▸ The request
Identify each line in the data that contains the string "railing" and copy it in full. Matching is case-sensitive.
## start Supplied data
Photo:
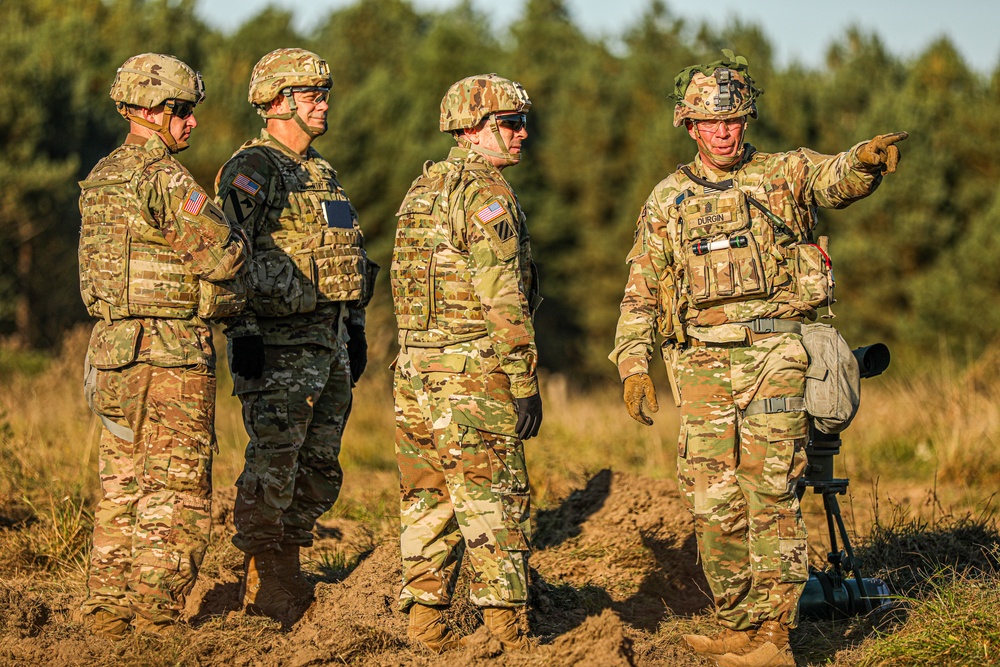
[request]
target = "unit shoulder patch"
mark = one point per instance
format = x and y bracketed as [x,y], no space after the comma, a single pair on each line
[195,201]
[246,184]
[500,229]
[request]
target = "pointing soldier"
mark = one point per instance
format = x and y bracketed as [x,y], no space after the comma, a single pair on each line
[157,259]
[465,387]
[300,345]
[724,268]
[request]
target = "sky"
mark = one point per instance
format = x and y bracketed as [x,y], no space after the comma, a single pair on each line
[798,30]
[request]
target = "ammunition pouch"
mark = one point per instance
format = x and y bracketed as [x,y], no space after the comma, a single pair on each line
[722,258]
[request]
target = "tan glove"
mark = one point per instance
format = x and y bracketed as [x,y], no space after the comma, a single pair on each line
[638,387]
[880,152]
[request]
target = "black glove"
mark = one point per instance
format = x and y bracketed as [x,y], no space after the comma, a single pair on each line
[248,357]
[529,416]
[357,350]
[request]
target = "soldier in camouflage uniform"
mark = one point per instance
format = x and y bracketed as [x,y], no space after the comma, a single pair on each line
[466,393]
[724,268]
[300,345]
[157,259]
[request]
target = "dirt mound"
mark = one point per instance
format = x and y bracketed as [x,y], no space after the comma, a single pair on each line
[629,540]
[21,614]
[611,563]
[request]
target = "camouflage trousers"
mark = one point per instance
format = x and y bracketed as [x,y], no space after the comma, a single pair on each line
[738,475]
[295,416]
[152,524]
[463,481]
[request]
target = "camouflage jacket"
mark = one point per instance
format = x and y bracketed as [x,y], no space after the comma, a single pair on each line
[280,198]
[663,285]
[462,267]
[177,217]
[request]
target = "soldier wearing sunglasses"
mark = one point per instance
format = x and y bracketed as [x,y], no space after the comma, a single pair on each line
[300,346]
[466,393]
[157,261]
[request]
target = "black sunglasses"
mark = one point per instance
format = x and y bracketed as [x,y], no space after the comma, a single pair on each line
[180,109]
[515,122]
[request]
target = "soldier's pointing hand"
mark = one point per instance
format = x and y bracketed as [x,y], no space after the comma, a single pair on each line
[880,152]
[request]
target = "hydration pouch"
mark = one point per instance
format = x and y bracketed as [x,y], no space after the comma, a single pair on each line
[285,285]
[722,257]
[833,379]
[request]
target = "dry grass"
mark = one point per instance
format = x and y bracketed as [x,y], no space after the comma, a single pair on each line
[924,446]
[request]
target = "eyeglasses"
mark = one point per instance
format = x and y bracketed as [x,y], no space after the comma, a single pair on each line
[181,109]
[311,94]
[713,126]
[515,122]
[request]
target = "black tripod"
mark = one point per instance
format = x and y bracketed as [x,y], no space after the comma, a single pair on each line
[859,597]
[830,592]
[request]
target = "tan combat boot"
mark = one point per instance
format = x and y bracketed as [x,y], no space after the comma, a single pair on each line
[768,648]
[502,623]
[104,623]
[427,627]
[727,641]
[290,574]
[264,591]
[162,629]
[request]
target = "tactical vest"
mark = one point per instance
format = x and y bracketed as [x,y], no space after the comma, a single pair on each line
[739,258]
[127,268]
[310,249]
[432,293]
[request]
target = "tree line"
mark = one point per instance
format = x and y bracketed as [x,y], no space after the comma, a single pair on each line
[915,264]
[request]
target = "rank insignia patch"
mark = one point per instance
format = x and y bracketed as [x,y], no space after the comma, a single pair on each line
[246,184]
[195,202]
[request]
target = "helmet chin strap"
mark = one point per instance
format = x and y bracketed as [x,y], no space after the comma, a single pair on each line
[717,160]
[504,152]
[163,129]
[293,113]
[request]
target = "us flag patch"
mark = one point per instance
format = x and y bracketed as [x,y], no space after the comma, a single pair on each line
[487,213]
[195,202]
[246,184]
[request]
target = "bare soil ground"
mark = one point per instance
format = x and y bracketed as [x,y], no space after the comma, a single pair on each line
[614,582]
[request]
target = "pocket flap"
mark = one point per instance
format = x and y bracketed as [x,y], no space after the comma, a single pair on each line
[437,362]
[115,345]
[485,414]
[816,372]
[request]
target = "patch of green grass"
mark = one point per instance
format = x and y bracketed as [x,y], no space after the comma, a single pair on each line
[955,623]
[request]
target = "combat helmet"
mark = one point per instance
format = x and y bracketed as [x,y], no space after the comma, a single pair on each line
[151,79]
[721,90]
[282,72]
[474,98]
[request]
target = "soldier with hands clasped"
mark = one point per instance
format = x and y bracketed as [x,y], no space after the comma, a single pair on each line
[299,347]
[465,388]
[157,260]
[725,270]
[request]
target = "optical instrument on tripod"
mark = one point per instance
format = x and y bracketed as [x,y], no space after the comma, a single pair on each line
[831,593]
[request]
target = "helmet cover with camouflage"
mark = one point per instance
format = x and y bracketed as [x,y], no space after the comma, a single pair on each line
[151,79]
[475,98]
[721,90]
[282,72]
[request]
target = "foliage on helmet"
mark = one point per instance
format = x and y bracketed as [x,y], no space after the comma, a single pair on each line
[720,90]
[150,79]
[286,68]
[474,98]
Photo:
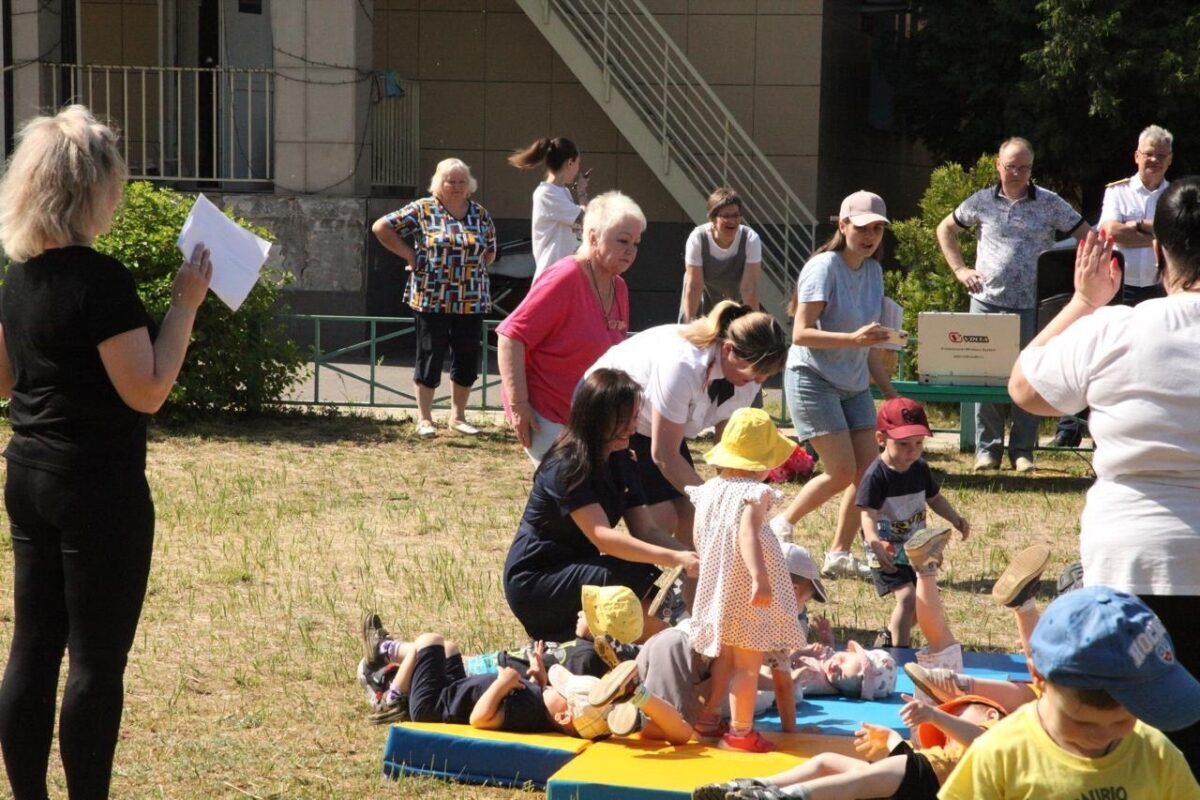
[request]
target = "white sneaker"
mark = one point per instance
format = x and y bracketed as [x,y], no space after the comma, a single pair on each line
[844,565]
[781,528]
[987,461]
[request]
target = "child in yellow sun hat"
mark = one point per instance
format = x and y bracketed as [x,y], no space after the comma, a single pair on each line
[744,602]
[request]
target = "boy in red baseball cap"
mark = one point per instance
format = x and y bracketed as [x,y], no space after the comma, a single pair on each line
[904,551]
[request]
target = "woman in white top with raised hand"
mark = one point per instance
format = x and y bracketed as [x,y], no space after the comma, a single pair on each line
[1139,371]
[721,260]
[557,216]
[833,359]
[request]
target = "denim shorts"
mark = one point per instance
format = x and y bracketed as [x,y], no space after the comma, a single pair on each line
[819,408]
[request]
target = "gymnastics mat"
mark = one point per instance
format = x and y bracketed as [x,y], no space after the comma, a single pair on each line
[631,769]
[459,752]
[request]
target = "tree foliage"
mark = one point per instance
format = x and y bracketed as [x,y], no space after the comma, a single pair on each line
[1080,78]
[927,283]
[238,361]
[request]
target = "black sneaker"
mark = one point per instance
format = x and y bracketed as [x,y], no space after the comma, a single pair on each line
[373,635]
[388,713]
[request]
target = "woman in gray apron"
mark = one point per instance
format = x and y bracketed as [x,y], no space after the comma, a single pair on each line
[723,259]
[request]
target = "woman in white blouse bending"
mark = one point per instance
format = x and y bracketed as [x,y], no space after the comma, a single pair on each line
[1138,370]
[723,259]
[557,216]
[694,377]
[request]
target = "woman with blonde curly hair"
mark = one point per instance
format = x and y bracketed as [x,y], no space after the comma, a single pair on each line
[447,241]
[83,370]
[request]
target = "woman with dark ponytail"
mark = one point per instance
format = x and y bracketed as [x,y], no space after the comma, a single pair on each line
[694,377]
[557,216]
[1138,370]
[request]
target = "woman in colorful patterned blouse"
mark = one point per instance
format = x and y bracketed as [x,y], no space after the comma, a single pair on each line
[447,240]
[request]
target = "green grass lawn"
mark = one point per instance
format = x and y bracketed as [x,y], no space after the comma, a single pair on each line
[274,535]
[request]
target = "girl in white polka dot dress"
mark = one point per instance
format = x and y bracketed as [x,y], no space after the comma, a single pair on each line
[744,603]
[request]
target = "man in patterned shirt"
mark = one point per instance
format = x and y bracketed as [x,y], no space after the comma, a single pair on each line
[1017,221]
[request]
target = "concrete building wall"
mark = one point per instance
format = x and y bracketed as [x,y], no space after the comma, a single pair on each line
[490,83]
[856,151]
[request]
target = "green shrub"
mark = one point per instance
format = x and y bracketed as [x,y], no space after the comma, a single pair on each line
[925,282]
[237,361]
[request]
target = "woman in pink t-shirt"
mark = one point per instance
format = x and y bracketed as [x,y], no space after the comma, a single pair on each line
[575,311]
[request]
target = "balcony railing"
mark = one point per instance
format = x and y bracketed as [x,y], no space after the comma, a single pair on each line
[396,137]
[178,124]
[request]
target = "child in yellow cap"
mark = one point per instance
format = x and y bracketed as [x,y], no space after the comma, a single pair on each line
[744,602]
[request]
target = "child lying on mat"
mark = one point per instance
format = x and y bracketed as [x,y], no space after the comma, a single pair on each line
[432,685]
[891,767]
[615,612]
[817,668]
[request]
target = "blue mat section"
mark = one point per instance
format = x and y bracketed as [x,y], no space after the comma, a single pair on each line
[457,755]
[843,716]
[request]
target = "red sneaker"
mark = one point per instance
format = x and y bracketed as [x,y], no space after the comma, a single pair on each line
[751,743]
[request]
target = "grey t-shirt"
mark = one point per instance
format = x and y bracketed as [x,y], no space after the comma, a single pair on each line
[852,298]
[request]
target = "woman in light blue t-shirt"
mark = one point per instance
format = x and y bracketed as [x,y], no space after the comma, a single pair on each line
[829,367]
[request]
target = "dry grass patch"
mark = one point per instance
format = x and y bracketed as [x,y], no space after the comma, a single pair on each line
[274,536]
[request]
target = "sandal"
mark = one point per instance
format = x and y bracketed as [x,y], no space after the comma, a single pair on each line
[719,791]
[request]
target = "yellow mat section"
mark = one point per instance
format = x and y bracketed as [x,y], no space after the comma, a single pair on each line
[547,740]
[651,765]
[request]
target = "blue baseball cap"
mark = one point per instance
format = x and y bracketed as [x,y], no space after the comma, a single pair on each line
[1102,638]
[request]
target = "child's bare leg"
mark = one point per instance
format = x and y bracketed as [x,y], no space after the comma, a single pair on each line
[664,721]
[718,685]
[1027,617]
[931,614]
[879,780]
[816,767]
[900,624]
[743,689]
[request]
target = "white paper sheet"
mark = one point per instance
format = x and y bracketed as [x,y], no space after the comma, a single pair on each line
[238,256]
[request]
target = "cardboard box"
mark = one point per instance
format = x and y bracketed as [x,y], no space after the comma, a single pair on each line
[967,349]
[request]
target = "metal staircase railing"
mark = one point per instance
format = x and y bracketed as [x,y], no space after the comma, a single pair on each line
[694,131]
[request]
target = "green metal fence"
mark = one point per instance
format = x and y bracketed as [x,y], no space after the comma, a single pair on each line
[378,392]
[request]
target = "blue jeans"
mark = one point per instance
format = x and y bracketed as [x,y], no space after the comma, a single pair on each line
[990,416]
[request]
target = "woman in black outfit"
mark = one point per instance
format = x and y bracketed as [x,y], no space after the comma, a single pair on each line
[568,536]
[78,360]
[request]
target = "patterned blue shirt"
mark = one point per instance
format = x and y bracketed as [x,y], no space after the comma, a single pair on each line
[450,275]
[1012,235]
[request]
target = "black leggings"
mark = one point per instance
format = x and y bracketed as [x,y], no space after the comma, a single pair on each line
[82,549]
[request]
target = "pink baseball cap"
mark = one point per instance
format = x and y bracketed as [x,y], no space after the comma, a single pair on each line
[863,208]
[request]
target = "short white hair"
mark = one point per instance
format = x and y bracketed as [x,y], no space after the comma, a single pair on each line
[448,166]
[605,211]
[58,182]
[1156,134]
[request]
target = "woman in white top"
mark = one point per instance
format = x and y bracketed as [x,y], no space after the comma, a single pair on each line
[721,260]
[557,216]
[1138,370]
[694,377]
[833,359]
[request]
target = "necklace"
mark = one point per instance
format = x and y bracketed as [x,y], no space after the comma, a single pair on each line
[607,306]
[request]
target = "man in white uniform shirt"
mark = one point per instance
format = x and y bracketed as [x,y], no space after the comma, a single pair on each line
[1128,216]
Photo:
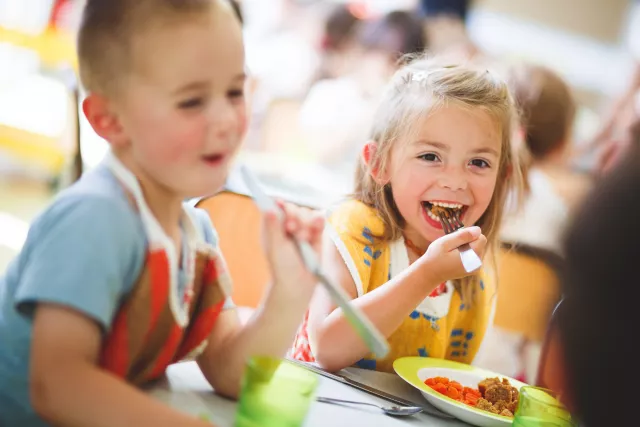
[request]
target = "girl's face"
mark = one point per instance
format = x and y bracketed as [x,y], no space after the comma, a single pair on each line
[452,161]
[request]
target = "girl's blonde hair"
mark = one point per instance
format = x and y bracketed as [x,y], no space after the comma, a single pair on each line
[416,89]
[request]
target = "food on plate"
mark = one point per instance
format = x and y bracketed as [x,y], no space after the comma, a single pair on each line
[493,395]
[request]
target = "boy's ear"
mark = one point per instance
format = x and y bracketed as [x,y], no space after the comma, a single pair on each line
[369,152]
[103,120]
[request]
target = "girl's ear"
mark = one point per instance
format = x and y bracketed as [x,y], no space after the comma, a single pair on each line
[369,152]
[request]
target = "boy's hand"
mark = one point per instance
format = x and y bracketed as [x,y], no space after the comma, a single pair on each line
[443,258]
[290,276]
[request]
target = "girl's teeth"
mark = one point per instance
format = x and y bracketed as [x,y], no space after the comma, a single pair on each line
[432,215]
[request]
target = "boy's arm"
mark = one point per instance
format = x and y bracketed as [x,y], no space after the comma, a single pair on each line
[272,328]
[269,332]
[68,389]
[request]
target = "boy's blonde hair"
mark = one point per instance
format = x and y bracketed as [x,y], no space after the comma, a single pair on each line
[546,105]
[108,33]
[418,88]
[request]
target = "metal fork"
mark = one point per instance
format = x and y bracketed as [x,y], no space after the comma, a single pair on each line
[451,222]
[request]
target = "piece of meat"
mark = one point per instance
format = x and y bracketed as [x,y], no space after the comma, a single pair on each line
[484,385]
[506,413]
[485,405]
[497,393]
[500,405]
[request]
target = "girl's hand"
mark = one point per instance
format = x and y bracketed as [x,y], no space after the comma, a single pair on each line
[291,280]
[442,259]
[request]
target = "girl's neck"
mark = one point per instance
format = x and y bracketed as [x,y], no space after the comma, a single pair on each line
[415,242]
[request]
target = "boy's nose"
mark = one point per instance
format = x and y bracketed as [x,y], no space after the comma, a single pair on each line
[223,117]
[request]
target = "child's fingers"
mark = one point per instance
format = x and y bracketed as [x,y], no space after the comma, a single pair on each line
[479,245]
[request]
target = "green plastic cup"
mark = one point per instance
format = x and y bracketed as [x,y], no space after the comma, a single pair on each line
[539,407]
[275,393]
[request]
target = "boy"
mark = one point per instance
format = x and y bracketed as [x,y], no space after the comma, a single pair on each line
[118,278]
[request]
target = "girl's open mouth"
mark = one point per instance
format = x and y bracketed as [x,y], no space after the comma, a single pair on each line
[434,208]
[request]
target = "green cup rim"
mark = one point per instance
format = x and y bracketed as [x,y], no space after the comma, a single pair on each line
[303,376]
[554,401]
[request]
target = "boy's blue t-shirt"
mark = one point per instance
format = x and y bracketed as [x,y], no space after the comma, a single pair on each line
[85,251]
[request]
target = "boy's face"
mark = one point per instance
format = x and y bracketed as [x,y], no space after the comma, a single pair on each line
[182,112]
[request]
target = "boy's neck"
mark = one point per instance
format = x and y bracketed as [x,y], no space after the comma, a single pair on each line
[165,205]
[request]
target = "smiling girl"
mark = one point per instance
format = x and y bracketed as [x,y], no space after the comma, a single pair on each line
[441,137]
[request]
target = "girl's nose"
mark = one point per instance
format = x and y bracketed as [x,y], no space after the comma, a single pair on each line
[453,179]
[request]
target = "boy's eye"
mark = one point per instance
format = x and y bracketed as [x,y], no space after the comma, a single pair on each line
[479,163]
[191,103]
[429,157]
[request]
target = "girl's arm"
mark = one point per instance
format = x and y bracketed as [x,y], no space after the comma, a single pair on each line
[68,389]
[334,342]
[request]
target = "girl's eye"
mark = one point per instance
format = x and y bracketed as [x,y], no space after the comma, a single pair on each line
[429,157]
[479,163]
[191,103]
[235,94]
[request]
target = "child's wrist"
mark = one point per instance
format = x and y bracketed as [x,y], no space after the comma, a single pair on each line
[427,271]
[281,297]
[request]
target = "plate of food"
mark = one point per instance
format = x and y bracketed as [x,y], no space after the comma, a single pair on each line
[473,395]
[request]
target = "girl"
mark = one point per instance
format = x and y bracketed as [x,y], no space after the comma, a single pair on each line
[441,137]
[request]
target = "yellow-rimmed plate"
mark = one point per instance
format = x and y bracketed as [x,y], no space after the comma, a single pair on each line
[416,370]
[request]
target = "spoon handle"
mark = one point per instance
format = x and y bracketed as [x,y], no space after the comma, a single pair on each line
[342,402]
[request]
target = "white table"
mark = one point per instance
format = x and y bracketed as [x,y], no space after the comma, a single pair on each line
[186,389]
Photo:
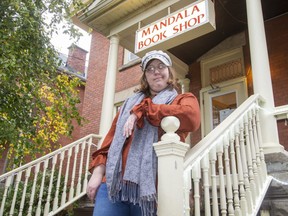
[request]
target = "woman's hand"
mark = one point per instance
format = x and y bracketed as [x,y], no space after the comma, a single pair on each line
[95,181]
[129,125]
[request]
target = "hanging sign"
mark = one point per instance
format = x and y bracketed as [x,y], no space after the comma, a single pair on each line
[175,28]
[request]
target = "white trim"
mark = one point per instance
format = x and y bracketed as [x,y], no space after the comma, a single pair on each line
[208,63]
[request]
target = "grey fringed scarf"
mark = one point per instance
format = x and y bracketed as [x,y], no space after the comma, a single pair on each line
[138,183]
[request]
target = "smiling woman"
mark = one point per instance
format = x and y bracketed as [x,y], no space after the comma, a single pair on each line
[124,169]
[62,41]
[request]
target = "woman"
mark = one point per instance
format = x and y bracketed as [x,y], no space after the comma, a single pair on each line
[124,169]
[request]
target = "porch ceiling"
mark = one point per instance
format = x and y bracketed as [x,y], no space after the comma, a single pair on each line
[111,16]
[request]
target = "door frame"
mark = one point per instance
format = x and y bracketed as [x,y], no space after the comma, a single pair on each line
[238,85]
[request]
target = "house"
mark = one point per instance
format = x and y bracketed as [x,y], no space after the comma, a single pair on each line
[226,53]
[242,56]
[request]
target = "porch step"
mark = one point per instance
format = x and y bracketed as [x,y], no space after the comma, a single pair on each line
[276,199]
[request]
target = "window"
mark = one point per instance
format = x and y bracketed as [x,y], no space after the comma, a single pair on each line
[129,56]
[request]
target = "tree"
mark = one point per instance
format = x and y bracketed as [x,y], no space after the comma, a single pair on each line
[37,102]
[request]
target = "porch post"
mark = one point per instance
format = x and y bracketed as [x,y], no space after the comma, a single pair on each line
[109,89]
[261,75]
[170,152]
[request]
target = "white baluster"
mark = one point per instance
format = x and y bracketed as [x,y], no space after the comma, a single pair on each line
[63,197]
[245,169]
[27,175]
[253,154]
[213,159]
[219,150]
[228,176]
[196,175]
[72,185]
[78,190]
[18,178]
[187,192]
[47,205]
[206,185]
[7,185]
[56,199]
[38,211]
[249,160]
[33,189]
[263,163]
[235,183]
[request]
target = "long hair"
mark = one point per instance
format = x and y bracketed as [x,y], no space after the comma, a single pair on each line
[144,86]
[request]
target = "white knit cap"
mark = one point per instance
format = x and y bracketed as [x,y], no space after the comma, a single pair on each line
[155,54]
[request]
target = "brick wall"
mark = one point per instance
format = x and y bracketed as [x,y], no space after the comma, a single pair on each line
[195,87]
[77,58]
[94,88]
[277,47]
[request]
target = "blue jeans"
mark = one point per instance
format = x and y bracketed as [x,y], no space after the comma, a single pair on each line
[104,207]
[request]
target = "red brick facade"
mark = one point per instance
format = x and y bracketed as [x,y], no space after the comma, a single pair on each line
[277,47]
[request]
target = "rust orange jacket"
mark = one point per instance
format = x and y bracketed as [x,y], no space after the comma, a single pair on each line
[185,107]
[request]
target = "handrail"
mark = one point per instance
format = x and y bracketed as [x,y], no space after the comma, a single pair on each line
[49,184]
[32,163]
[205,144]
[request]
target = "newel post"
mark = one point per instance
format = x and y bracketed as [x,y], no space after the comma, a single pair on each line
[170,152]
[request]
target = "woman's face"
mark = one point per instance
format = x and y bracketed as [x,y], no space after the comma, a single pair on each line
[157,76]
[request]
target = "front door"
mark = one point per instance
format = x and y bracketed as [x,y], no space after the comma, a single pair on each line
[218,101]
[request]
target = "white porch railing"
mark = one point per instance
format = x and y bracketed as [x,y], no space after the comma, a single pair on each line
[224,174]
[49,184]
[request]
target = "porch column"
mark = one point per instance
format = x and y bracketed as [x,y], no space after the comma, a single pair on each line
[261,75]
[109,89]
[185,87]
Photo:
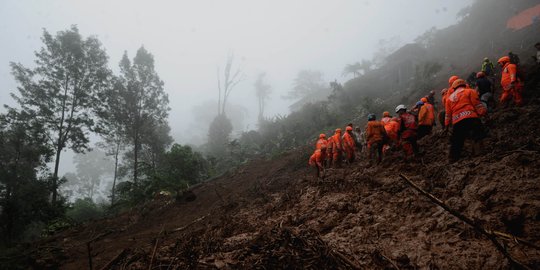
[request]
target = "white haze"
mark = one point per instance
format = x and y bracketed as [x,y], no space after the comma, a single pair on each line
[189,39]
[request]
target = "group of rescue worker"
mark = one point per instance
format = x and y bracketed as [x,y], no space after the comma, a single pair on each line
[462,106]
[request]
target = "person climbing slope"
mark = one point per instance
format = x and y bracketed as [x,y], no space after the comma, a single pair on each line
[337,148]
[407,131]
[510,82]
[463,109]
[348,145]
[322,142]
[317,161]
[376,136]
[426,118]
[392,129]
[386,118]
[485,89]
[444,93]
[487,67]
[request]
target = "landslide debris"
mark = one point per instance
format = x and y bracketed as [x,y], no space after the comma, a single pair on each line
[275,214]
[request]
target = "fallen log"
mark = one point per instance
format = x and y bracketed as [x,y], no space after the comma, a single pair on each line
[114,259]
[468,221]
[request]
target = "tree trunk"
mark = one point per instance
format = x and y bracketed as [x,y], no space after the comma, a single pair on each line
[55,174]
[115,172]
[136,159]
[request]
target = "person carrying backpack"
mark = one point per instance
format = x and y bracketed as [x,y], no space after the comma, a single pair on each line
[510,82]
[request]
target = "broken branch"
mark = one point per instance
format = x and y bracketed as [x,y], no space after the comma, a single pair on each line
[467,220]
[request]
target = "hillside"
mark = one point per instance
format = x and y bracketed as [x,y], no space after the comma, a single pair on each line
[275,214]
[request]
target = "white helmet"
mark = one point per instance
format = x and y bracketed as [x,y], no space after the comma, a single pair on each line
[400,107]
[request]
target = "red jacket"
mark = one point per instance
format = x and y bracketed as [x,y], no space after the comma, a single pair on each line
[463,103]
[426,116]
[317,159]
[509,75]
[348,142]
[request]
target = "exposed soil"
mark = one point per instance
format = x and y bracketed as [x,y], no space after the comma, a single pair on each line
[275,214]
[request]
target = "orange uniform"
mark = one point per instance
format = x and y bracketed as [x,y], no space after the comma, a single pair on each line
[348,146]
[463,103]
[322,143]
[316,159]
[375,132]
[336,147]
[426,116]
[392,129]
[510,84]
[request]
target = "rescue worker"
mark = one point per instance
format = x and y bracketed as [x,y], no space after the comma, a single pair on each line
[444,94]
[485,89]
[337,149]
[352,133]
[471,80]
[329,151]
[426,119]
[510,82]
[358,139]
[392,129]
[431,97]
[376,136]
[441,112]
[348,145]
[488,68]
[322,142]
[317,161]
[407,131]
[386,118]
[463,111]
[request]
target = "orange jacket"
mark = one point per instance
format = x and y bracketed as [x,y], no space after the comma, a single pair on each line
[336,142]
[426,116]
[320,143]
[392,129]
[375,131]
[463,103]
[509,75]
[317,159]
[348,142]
## end Supplied data
▸ Output
target = "balcony railing"
target = "metal staircase railing"
target = "white porch railing"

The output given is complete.